-- Start of Entries provided --

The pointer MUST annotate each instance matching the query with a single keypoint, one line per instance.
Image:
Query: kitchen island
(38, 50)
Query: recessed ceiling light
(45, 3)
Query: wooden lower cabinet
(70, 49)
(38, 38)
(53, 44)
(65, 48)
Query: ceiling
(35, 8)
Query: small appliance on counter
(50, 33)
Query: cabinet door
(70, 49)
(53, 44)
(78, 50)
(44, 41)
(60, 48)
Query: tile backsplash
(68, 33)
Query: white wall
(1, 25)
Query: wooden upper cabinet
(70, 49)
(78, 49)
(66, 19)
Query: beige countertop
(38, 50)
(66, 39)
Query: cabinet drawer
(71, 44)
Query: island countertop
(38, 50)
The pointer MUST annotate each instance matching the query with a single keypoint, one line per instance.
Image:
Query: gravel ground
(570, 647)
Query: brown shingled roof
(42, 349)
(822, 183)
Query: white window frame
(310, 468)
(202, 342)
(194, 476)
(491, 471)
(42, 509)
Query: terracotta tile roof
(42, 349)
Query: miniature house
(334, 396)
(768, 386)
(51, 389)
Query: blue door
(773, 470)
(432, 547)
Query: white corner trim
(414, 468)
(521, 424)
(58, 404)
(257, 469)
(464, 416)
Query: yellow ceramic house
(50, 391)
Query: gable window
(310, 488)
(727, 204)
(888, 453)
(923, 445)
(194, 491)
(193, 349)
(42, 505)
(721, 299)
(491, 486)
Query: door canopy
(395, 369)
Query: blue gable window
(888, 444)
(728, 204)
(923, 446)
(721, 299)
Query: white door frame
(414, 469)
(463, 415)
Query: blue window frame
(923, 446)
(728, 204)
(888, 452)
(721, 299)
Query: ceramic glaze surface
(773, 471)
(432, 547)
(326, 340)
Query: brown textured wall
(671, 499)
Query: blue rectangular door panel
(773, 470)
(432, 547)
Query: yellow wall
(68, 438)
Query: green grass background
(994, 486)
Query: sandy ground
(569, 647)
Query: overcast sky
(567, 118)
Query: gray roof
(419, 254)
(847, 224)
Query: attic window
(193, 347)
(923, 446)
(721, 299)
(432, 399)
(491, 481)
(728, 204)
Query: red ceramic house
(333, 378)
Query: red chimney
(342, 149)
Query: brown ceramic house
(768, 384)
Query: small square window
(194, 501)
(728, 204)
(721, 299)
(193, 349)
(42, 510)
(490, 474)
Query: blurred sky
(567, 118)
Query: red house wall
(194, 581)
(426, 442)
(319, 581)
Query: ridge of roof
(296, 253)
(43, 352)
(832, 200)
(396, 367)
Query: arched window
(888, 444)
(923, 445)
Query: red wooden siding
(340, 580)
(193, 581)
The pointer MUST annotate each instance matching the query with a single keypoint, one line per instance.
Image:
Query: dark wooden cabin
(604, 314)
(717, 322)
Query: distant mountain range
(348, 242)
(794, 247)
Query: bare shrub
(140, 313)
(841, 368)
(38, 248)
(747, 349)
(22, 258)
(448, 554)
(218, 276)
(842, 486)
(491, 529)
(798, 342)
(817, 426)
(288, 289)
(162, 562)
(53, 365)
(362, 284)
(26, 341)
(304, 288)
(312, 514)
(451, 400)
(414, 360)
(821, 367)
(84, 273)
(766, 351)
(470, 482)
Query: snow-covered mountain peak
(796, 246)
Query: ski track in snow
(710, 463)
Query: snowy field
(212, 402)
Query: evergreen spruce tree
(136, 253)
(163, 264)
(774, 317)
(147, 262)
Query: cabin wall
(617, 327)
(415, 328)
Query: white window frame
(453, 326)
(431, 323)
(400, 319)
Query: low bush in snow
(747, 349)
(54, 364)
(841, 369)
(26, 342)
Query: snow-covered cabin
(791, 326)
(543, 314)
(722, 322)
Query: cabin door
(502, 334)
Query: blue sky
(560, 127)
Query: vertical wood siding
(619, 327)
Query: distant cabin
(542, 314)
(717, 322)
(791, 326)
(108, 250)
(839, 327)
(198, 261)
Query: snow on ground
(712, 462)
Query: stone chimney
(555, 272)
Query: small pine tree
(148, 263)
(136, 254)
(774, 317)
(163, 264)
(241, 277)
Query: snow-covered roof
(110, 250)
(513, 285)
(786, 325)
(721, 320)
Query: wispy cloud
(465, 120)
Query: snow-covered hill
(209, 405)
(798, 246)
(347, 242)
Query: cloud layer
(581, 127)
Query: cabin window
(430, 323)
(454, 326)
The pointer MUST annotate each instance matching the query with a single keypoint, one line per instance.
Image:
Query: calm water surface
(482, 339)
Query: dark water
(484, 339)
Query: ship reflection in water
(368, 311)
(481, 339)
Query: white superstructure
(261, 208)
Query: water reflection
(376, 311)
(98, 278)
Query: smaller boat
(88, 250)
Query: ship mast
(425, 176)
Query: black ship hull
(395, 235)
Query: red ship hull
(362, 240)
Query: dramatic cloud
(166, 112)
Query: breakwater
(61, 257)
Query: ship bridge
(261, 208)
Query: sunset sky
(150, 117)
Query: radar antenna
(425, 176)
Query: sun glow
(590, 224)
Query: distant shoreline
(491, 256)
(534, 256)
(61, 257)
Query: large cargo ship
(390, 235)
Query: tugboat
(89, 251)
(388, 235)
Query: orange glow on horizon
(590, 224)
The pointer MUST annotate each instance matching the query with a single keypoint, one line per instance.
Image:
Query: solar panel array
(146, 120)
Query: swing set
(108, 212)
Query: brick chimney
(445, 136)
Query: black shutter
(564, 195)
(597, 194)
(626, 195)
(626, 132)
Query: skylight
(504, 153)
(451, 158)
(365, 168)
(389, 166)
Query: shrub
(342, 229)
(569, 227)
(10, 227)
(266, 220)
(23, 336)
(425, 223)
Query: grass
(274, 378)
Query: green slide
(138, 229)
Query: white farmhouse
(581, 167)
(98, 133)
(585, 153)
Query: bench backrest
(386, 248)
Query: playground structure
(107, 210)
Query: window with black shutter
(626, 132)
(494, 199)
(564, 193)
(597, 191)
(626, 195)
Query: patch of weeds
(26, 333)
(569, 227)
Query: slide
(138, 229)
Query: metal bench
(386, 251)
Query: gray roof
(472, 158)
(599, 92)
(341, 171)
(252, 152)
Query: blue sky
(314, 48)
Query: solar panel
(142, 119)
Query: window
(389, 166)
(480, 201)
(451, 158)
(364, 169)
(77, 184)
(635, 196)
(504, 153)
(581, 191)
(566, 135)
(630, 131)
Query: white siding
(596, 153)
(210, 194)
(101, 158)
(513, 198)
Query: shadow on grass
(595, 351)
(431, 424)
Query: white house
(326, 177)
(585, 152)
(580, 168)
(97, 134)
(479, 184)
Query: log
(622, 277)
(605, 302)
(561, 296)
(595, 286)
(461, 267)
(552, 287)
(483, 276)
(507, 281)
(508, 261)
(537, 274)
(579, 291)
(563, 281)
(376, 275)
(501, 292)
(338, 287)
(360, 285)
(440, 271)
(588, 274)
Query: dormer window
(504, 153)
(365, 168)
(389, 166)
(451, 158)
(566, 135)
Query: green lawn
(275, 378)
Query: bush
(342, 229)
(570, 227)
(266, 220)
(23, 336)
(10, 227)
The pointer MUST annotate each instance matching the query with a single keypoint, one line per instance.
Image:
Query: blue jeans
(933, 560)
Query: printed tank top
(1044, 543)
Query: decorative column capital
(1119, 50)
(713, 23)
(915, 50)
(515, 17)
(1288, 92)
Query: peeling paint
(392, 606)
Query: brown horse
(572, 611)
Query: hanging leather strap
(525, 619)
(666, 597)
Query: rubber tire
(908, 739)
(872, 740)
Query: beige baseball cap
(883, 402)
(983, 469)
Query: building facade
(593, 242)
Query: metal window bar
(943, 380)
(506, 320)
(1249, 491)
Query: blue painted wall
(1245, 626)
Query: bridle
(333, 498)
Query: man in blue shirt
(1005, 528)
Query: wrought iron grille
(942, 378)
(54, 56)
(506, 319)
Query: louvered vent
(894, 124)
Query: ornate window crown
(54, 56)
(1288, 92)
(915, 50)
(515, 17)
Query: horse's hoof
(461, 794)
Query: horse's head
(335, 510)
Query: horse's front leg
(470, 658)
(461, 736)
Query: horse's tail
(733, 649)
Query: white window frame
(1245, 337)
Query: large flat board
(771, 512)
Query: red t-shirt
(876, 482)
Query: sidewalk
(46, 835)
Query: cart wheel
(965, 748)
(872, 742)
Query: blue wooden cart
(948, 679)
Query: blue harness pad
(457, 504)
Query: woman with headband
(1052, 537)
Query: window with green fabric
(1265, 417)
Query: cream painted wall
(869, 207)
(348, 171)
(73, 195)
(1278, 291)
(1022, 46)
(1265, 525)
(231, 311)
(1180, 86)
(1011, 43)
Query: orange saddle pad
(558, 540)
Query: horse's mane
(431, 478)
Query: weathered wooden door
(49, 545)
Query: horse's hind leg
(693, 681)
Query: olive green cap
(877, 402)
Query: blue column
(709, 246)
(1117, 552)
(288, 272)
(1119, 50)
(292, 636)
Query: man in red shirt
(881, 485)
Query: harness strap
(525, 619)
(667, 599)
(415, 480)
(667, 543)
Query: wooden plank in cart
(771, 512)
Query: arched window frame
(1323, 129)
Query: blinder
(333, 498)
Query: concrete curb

-- End of Entries provided --

Given exercise:
Exactly and exclusively, repeat the lines from the line that contains "Query: decorative column capital" through the end of the records, both ends included.

Final answer:
Query: decorative column capital
(1119, 50)
(713, 23)
(915, 50)
(515, 17)
(1288, 92)
Query: peeling paint
(392, 606)
Query: brown horse
(572, 611)
Query: hanging leather strap
(525, 619)
(666, 597)
Query: rubber tire
(908, 739)
(872, 740)
Query: beige baseball cap
(883, 402)
(983, 469)
Query: building facade
(593, 242)
Query: metal window bar
(943, 380)
(506, 320)
(1249, 491)
Query: blue painted wall
(1245, 626)
Query: bridle
(333, 498)
Query: man in blue shirt
(1005, 528)
Query: wrought iron grille
(942, 378)
(54, 56)
(506, 319)
Query: louvered vent
(894, 124)
Query: ornate window crown
(54, 56)
(1288, 92)
(915, 50)
(515, 17)
Query: horse's hoof
(461, 794)
Query: horse's head
(335, 510)
Query: horse's front leg
(470, 658)
(461, 736)
Query: horse's tail
(733, 649)
Query: white window frame
(1245, 337)
Query: large flat board
(771, 512)
Query: red t-shirt
(876, 482)
Query: sidewalk
(46, 835)
Query: cart wheel
(965, 748)
(872, 742)
Query: blue wooden cart
(948, 679)
Query: blue harness pad
(457, 504)
Query: woman with headband
(1052, 537)
Query: window with green fabric
(1265, 417)
Query: cream painted wall
(869, 207)
(348, 171)
(73, 195)
(1278, 291)
(1022, 46)
(1265, 525)
(231, 311)
(1180, 86)
(1011, 43)
Query: orange saddle pad
(558, 540)
Query: horse's mane
(431, 478)
Query: weathered wooden door
(49, 545)
Query: horse's hind leg
(693, 681)
Query: olive green cap
(877, 402)
Query: blue column
(709, 246)
(1117, 552)
(288, 272)
(1119, 50)
(292, 636)
Query: man in red shirt
(881, 485)
Query: harness strap
(525, 619)
(667, 599)
(415, 480)
(667, 543)
Query: wooden plank in cart
(771, 512)
Query: arched window frame
(1323, 129)
Query: blinder
(333, 498)
Query: concrete curb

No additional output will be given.